(Natural-language object grounding data)
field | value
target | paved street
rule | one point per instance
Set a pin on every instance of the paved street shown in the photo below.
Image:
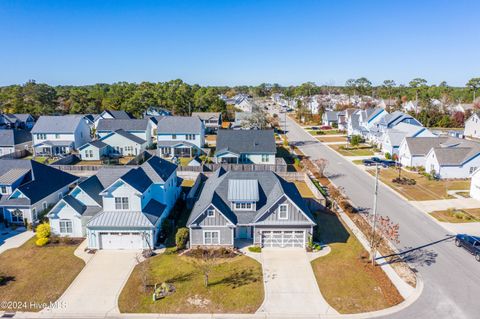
(290, 284)
(451, 275)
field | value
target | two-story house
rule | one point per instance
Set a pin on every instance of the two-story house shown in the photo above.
(27, 188)
(180, 136)
(119, 208)
(58, 135)
(257, 206)
(246, 147)
(211, 120)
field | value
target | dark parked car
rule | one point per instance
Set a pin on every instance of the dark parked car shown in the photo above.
(470, 243)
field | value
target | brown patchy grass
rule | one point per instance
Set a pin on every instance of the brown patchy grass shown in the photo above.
(424, 189)
(457, 215)
(235, 286)
(38, 274)
(347, 280)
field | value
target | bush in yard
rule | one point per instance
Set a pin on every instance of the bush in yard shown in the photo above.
(42, 241)
(43, 230)
(255, 249)
(181, 238)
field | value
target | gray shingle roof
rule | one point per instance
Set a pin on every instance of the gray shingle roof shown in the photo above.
(246, 141)
(57, 124)
(180, 125)
(271, 188)
(125, 124)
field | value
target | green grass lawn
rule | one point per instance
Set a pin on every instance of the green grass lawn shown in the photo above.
(38, 274)
(235, 286)
(345, 277)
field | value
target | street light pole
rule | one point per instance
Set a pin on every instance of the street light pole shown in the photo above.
(375, 195)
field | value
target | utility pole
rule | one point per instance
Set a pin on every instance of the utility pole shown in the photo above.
(375, 194)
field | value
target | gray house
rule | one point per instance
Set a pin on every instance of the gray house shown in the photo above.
(257, 206)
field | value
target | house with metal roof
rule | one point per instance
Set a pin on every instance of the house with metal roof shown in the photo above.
(116, 144)
(455, 158)
(119, 208)
(212, 121)
(27, 188)
(59, 135)
(180, 136)
(12, 140)
(246, 147)
(255, 206)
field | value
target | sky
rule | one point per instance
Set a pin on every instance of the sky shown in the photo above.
(238, 42)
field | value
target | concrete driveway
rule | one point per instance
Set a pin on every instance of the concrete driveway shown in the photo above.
(290, 285)
(96, 289)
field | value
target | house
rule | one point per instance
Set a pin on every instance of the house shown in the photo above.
(455, 159)
(17, 121)
(28, 188)
(112, 114)
(472, 126)
(246, 147)
(119, 208)
(138, 127)
(211, 120)
(59, 135)
(393, 137)
(260, 207)
(413, 150)
(330, 118)
(180, 136)
(118, 143)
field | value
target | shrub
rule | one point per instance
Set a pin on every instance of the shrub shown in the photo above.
(43, 230)
(255, 249)
(181, 238)
(42, 241)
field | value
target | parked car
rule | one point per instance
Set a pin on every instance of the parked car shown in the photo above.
(469, 243)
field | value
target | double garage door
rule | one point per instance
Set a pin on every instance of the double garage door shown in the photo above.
(121, 241)
(283, 238)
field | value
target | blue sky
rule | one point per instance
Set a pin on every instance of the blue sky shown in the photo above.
(238, 42)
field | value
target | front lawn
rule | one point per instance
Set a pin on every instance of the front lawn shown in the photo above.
(347, 150)
(424, 189)
(345, 277)
(235, 286)
(457, 215)
(38, 274)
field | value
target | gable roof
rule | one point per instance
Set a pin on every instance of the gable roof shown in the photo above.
(180, 125)
(124, 124)
(246, 141)
(14, 137)
(271, 188)
(57, 124)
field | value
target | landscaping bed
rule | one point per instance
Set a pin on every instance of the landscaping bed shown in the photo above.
(424, 189)
(457, 215)
(38, 274)
(348, 282)
(235, 286)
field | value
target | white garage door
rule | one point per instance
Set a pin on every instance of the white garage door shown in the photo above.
(121, 241)
(283, 238)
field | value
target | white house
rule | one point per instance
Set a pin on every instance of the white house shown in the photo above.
(458, 161)
(27, 188)
(119, 208)
(472, 126)
(180, 136)
(245, 147)
(54, 135)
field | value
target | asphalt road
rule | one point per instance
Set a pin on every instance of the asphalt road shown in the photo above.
(451, 276)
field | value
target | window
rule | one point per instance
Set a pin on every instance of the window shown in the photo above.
(121, 203)
(66, 227)
(211, 237)
(283, 211)
(211, 213)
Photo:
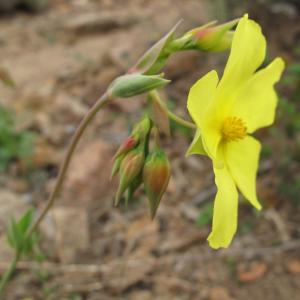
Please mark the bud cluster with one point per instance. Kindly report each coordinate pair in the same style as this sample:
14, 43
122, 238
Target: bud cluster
136, 164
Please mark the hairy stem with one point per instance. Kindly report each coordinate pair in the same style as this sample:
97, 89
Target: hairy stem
102, 101
7, 275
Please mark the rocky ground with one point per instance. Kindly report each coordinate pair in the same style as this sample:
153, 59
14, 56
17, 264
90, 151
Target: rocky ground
61, 60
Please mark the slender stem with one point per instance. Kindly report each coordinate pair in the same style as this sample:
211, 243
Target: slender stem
181, 121
7, 275
102, 101
155, 95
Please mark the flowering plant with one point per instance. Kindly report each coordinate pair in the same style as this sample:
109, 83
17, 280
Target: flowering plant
225, 113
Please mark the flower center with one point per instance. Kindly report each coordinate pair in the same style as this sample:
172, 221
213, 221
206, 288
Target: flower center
233, 129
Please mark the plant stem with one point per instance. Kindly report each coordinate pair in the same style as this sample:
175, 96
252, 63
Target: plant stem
155, 95
102, 101
5, 278
181, 121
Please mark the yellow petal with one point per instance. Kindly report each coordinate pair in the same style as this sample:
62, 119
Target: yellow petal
225, 210
242, 159
247, 54
257, 100
196, 146
201, 95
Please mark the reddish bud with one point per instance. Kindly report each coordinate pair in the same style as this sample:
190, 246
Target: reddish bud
212, 38
130, 167
156, 176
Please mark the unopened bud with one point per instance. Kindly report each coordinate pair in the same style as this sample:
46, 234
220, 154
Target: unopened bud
156, 176
130, 167
128, 144
160, 114
212, 38
134, 84
153, 60
116, 166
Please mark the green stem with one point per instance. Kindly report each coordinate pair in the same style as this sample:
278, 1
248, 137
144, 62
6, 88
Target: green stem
102, 101
155, 95
181, 121
9, 272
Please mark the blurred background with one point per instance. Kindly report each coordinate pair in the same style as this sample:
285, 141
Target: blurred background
56, 58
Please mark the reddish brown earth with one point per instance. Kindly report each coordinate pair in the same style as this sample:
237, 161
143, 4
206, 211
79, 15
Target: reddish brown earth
62, 60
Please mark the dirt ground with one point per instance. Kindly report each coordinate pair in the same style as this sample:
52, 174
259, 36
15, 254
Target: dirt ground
62, 59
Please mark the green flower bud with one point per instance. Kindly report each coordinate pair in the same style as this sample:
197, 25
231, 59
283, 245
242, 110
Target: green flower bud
134, 84
210, 38
159, 114
156, 176
130, 167
116, 165
153, 60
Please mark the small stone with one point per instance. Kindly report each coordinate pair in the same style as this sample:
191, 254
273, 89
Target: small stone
219, 293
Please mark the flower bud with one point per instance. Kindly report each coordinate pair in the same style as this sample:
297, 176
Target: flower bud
214, 39
116, 166
128, 144
152, 61
159, 114
134, 84
156, 176
130, 167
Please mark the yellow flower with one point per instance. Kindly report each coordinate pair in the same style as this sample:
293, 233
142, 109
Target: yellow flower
225, 113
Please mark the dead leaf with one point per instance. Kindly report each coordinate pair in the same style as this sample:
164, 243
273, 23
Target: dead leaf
251, 273
293, 266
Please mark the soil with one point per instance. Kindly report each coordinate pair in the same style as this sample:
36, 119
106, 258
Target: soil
62, 59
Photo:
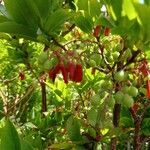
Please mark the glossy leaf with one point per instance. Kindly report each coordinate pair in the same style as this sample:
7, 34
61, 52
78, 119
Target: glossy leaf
62, 146
20, 11
84, 23
26, 145
18, 29
73, 129
9, 137
55, 21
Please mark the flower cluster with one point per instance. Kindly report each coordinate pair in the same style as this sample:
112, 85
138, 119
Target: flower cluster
144, 69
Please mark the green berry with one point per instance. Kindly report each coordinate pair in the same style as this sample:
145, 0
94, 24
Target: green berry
128, 101
120, 76
119, 97
133, 91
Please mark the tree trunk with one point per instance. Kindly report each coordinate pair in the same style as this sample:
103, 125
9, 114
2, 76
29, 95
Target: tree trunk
137, 138
116, 117
43, 91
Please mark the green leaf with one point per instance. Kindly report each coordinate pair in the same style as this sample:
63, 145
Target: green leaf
21, 11
43, 7
73, 129
115, 8
18, 29
84, 23
55, 21
83, 5
128, 9
62, 146
92, 116
145, 126
143, 12
95, 7
9, 137
26, 145
126, 122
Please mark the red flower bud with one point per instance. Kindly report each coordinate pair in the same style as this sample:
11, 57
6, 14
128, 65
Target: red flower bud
71, 70
97, 31
107, 31
78, 74
54, 71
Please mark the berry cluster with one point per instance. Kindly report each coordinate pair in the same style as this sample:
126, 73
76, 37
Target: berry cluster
70, 70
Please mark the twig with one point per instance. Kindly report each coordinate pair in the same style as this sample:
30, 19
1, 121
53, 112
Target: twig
69, 30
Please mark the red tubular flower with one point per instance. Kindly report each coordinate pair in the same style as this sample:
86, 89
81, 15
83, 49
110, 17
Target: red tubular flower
78, 74
97, 30
144, 68
21, 76
64, 73
148, 88
135, 107
107, 31
71, 70
54, 71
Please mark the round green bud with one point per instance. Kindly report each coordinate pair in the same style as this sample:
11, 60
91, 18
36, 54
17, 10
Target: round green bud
120, 76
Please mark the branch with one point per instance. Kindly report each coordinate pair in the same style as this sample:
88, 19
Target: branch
58, 44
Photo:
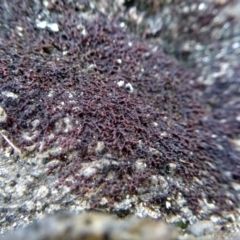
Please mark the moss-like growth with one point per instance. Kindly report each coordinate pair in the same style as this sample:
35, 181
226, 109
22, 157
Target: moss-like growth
117, 112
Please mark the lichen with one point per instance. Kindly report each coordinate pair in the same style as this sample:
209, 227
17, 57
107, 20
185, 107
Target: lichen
69, 100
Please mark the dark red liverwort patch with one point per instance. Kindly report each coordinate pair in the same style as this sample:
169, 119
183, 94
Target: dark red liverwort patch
91, 82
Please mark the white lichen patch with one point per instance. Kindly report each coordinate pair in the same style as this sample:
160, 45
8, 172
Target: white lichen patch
129, 87
140, 165
42, 192
120, 83
100, 147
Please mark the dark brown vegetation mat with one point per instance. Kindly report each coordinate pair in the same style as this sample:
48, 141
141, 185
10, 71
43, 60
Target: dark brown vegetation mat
87, 90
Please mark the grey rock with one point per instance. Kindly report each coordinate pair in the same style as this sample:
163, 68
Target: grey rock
201, 228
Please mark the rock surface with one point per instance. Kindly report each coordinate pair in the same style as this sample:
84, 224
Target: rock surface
28, 193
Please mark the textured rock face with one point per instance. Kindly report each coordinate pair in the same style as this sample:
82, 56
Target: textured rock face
111, 120
95, 227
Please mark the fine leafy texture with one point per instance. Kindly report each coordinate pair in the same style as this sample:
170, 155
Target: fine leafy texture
94, 95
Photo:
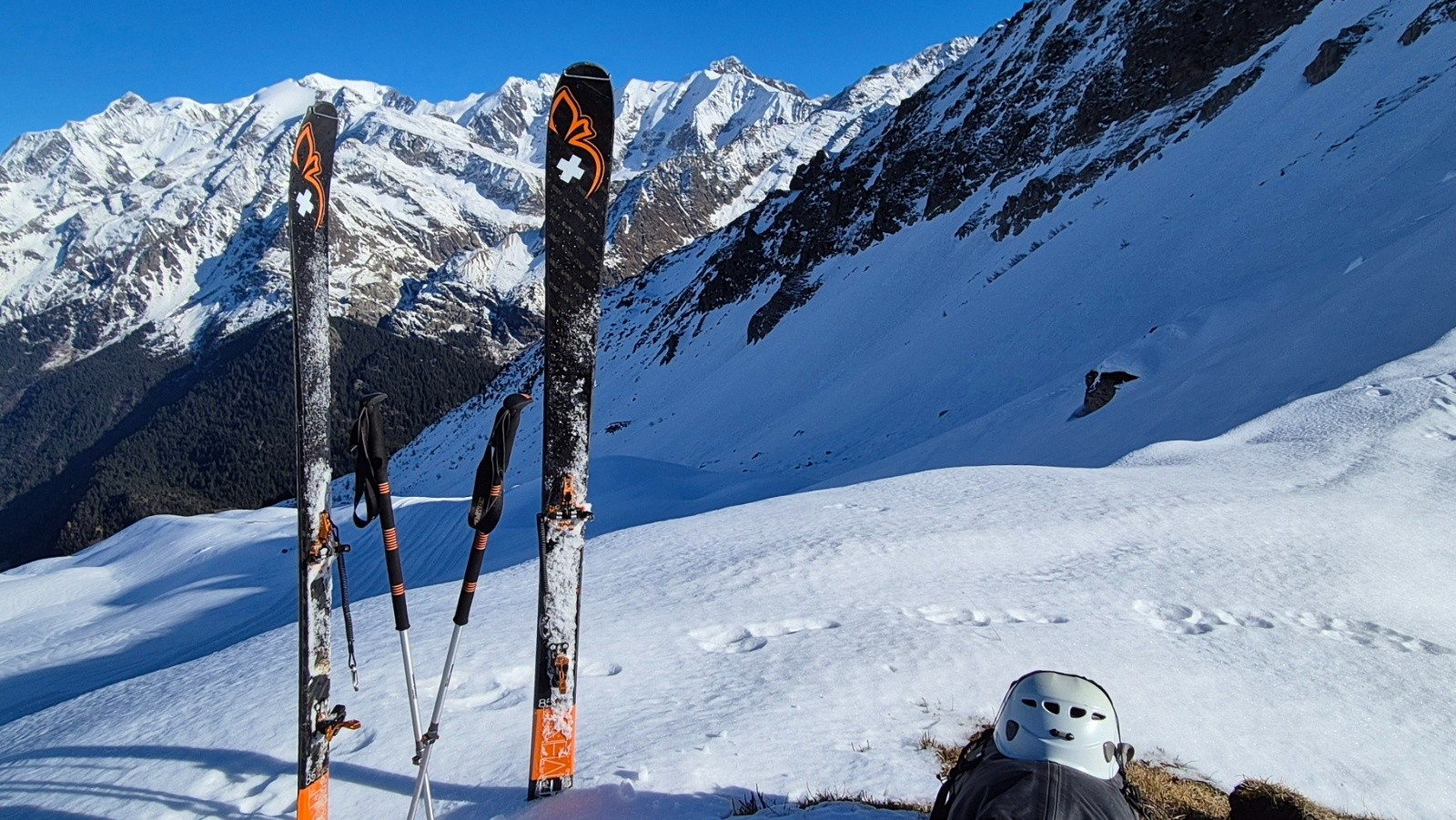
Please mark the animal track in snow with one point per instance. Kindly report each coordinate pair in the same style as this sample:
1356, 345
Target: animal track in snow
956, 616
506, 691
734, 640
1365, 633
1445, 430
1188, 621
601, 669
1193, 621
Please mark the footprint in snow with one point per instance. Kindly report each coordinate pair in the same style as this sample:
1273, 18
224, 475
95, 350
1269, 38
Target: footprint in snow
502, 692
601, 669
1193, 621
956, 616
734, 640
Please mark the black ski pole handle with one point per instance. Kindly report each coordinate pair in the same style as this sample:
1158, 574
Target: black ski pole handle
488, 499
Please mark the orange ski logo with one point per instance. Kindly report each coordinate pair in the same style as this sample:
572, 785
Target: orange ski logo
310, 167
580, 133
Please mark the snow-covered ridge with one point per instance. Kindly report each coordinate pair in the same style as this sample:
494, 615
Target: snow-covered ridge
169, 213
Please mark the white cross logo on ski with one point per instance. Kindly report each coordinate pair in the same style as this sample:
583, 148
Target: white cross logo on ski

Work item -> What you give back must be exactly the lines from the opening line of the entries through the line holding "target | gray shingle roof", with no pictures.

The answer ->
field | value
target | paved street
rule | one point per instance
Set a pin on every instance of the paved street shown in the photo below.
Image:
(290, 284)
(451, 275)
field | value
target | two-story house
rule | one point per instance
Set a pin on every instance of the two-story house shown in the photo above.
(27, 188)
(180, 136)
(119, 208)
(58, 135)
(257, 206)
(246, 147)
(211, 120)
field | value
target | dark parked car
rule | one point per instance
Set a pin on every instance of the dark parked car shown in the photo above.
(470, 243)
field | value
target | brown patchy grass
rule | one point per instance
Set a pin on every instance of the brown patchy grass shown in the photo above.
(424, 189)
(457, 215)
(235, 286)
(38, 274)
(347, 280)
field | value
target | bush in yard
rule | one point per instance
Set a pin on every instance of the bush in yard shown in the photo above.
(42, 241)
(43, 230)
(255, 249)
(181, 238)
field | value
target | gray shingle roof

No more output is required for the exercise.